▶ [Problem]
Reproduce the line that contains "the blue and white lane rope" and every line after it through the end of the records, exactly, with nothing added.
[Begin Task input]
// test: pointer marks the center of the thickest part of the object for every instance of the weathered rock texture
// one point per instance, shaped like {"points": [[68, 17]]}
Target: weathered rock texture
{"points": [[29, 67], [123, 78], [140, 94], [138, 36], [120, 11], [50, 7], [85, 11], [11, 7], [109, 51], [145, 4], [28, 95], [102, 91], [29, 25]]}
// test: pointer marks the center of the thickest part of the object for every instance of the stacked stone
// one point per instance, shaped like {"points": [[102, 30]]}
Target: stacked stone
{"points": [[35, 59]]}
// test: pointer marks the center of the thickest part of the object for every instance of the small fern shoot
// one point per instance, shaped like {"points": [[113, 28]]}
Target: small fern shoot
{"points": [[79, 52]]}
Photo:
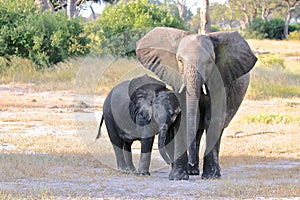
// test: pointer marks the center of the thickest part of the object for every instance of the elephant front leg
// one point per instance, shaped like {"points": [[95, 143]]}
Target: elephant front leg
{"points": [[194, 169], [179, 168], [211, 167], [121, 164], [145, 157], [128, 157]]}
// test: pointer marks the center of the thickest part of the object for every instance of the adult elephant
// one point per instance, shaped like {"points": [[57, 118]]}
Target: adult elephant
{"points": [[214, 70]]}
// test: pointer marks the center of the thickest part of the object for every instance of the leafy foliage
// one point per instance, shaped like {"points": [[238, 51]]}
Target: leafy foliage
{"points": [[266, 29], [295, 35], [120, 26], [44, 38]]}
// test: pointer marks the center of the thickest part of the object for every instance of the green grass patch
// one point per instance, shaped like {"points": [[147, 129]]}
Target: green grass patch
{"points": [[271, 61], [267, 83], [270, 119]]}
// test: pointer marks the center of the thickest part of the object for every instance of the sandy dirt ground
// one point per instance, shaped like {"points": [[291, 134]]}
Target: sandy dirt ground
{"points": [[47, 150]]}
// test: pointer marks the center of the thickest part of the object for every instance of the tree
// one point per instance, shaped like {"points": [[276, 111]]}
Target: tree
{"points": [[291, 6], [205, 24], [120, 26], [70, 6]]}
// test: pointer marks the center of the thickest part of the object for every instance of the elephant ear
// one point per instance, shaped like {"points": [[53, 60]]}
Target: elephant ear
{"points": [[157, 52], [146, 83], [234, 57]]}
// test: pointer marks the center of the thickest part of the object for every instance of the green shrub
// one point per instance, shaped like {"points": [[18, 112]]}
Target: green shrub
{"points": [[295, 35], [266, 29], [56, 38], [270, 119], [271, 61], [120, 26], [44, 38]]}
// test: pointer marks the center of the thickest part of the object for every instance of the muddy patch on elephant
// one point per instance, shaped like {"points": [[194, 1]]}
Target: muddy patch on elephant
{"points": [[43, 156]]}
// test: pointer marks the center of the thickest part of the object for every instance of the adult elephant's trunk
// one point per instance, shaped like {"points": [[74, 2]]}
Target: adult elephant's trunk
{"points": [[193, 89], [192, 126], [162, 144]]}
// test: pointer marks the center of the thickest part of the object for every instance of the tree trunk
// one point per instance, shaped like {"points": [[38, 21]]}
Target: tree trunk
{"points": [[71, 8], [287, 23], [291, 6], [205, 24], [181, 8]]}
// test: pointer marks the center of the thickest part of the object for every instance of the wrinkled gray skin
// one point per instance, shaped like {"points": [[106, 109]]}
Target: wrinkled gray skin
{"points": [[219, 62], [151, 108]]}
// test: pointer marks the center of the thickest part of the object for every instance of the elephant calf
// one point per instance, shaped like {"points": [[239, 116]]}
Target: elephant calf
{"points": [[137, 110]]}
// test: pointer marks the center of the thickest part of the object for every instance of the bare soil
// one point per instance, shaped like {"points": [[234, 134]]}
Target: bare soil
{"points": [[47, 152]]}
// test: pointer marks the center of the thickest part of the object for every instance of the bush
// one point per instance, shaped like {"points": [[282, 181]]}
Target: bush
{"points": [[56, 38], [271, 61], [295, 35], [44, 38], [266, 29], [121, 25]]}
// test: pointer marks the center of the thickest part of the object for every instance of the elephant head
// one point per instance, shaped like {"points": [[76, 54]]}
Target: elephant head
{"points": [[166, 108], [191, 60], [153, 105]]}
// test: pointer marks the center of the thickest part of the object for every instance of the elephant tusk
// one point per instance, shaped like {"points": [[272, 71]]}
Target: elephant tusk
{"points": [[182, 85], [204, 89]]}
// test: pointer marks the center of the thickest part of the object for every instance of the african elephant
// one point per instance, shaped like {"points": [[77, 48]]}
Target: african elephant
{"points": [[214, 71], [137, 110]]}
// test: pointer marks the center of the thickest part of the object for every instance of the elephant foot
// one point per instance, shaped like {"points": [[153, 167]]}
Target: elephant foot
{"points": [[193, 169], [126, 170], [142, 173], [177, 175], [213, 173]]}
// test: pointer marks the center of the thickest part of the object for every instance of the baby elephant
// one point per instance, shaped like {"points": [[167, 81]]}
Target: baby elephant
{"points": [[137, 110]]}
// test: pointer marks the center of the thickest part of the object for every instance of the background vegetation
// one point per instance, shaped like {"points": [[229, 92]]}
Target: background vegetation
{"points": [[41, 45]]}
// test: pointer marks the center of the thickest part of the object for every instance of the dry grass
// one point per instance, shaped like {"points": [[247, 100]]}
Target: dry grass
{"points": [[251, 154], [43, 157]]}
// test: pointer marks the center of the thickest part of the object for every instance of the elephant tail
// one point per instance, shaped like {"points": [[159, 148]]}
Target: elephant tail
{"points": [[99, 131]]}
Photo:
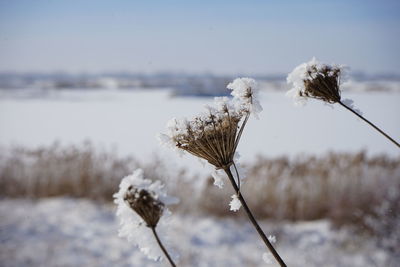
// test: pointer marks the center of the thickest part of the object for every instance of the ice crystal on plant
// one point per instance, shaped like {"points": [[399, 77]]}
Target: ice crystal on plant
{"points": [[235, 203], [142, 204], [316, 80], [214, 134], [246, 95], [268, 257]]}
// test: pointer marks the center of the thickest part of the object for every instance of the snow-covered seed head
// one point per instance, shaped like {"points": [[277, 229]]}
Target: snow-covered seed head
{"points": [[215, 134], [316, 80], [145, 204]]}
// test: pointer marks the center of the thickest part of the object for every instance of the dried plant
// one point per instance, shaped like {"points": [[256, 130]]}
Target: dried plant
{"points": [[322, 81], [214, 136], [148, 200]]}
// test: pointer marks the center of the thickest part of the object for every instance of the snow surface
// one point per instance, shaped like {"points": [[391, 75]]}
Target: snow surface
{"points": [[71, 232], [130, 120]]}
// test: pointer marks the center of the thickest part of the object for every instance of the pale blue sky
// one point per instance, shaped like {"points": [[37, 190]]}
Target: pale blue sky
{"points": [[254, 37]]}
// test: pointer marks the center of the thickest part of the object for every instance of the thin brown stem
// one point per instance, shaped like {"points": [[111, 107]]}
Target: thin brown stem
{"points": [[153, 229], [253, 220], [370, 123]]}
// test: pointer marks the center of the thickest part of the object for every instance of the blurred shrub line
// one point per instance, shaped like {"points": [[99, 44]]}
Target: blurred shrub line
{"points": [[343, 187]]}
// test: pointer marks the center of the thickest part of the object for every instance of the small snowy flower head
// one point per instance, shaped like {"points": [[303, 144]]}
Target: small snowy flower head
{"points": [[214, 134], [316, 80], [142, 205], [246, 95]]}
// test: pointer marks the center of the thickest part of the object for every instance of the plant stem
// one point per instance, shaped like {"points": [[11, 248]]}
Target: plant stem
{"points": [[253, 220], [370, 123], [162, 247]]}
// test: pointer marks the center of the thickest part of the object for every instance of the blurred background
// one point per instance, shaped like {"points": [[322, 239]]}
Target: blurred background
{"points": [[85, 87]]}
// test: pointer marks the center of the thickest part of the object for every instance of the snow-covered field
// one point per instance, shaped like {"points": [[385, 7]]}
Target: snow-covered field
{"points": [[70, 232], [130, 120]]}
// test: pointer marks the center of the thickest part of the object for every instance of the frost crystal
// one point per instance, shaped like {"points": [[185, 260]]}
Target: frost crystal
{"points": [[142, 204], [316, 80], [235, 203], [268, 258], [246, 95], [218, 176]]}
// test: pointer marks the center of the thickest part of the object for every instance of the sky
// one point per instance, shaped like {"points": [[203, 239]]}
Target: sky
{"points": [[222, 37]]}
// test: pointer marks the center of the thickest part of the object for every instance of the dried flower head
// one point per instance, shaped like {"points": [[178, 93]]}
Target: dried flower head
{"points": [[316, 80], [143, 204], [215, 134]]}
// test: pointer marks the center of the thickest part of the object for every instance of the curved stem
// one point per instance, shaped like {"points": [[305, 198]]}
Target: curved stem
{"points": [[162, 247], [253, 220], [370, 123]]}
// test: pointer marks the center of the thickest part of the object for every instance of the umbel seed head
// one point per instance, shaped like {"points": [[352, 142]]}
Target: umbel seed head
{"points": [[316, 80], [145, 204], [214, 135], [322, 83]]}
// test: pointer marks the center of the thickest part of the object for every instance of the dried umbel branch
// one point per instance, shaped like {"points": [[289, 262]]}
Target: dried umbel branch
{"points": [[322, 81], [145, 204]]}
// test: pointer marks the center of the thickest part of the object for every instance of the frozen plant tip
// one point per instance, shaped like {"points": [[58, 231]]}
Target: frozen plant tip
{"points": [[214, 136], [322, 81], [141, 205]]}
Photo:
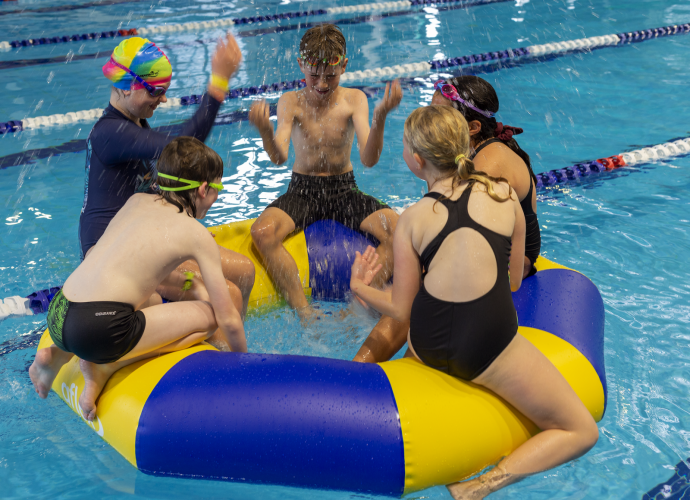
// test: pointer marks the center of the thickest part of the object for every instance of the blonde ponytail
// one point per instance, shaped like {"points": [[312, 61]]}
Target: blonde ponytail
{"points": [[466, 172], [440, 135]]}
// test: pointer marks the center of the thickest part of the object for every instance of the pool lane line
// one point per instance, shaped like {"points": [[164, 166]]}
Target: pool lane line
{"points": [[197, 25], [586, 170], [676, 487], [491, 60], [21, 342], [20, 63], [62, 8]]}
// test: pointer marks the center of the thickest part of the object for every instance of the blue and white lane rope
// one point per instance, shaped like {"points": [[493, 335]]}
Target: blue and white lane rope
{"points": [[199, 25], [38, 302], [580, 171], [391, 72]]}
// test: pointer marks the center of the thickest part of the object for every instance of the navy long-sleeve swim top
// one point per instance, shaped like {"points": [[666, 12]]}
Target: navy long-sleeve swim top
{"points": [[120, 161]]}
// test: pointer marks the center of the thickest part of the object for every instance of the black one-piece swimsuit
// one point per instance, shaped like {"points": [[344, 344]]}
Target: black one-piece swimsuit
{"points": [[464, 338], [532, 231]]}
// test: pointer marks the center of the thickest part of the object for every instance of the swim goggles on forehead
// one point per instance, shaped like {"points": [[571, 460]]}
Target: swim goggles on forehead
{"points": [[190, 184], [450, 92], [153, 91], [313, 61]]}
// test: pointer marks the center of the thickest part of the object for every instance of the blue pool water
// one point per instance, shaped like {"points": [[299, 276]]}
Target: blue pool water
{"points": [[628, 231]]}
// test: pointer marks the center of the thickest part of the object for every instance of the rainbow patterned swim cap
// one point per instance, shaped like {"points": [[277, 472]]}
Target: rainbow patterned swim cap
{"points": [[143, 58]]}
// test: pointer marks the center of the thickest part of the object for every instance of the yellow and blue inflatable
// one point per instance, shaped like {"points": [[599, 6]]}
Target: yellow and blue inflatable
{"points": [[391, 428]]}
[End Task input]
▶ [Final result]
// test: pointer marks the center of the thickest part of the object for every instance of the blue and white lane rope
// one point per instance, shaped like {"points": [[493, 335]]}
Target: blue and white lane rope
{"points": [[199, 25], [38, 302], [580, 171], [391, 72]]}
// test: pointer marks the center of the thickest part of the object for every instance of the navy long-sleeve swim top
// one point per instance, shaped like {"points": [[666, 12]]}
Target: navy long-sleeve swim top
{"points": [[120, 161]]}
// test: pointer marks the center of the thickest part of the object for every instance of the black one-piece swimsuit
// one point per instance, shaped like {"points": [[344, 344]]}
Target: black one-piece swimsuit
{"points": [[464, 338], [532, 231]]}
// test: pointer marks the center of the thickest part of the object for every instance of the swim goggles on forehead
// one point per instance, shaped like {"points": [[571, 460]]}
Target: swim goggles on forehead
{"points": [[190, 184], [450, 92], [153, 91], [313, 61]]}
// test: pointer marks the center of the thickest part of the object for every instance of the blue pool water
// one point per instance, shaped like {"points": [[299, 276]]}
Target: blue pool water
{"points": [[628, 231]]}
// test: pointer marks the center of the thickest part of the object for every instance of the rainbow patterned swim cap
// one point per instance, shaped like {"points": [[277, 472]]}
Target: rainbow patterned swim cap
{"points": [[143, 58]]}
// test: pointer marks the center of the thickest part of the object for every instance of the yellow and blue inflatable
// one point per instance, shaped like {"points": [[599, 6]]}
Target: yellow and blue inflatable
{"points": [[391, 428]]}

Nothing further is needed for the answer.